What is asked:
A. Print the part of the House of Lords passage that opens with the words containing "Did the noble" and closes with "that is clear?".
B. List every title the second paragraph of the House of Lords passage uses to refer to an individual person.

Provided text:
I absolutely do not think that reform of the House of Lords is appropriate to a convention that is looking at principles. The composition of the House of Lords should be a function of the House of Lords: one needs to decide what the House of Lords is for. A constitutional convention ought to fetch up consideration of what cements the union—what are the appropriate ways of holding the union together? In my view, there is a considerable role for the House of Lords in that. But it would be a mistake to consider reforming the House of Lords at the same time as examining the fundamental principles, before you have reported back to Parliament and the country about those principles and discovered whether they are to some extent acceptable. There is too much bottom-up in here. We need to start with thinking about general principles, rather than getting into too much detail.
Did the noble Lord notice that this very week, the Scottish Parliament sought to argue that the Sewel convention would apply to the Trade Union Bill? The Presiding Officer took the view that it would not but the First Minister indicated that she plans to have a word with the Prime Minister about this, arguing that because there are trade unions in Scotland, there is a Scottish dimension and therefore there should be some kind of legislative consent procedure. Does that not underline how important it is to define what is meant by the Sewel convention and to have legislation that is clear?

Collected material:
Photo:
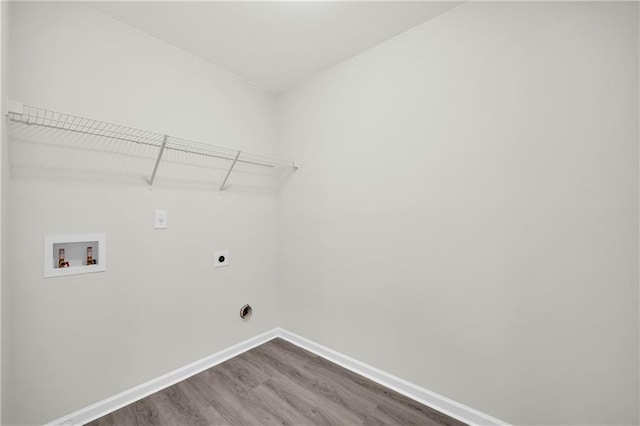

Task-by-task outputs:
A.
Did the noble Lord notice that this very week, the Scottish Parliament sought to argue that the Sewel convention would apply to the Trade Union Bill? The Presiding Officer took the view that it would not but the First Minister indicated that she plans to have a word with the Prime Minister about this, arguing that because there are trade unions in Scotland, there is a Scottish dimension and therefore there should be some kind of legislative consent procedure. Does that not underline how important it is to define what is meant by the Sewel convention and to have legislation that is clear?

B.
- noble Lord
- Presiding Officer
- First Minister
- Prime Minister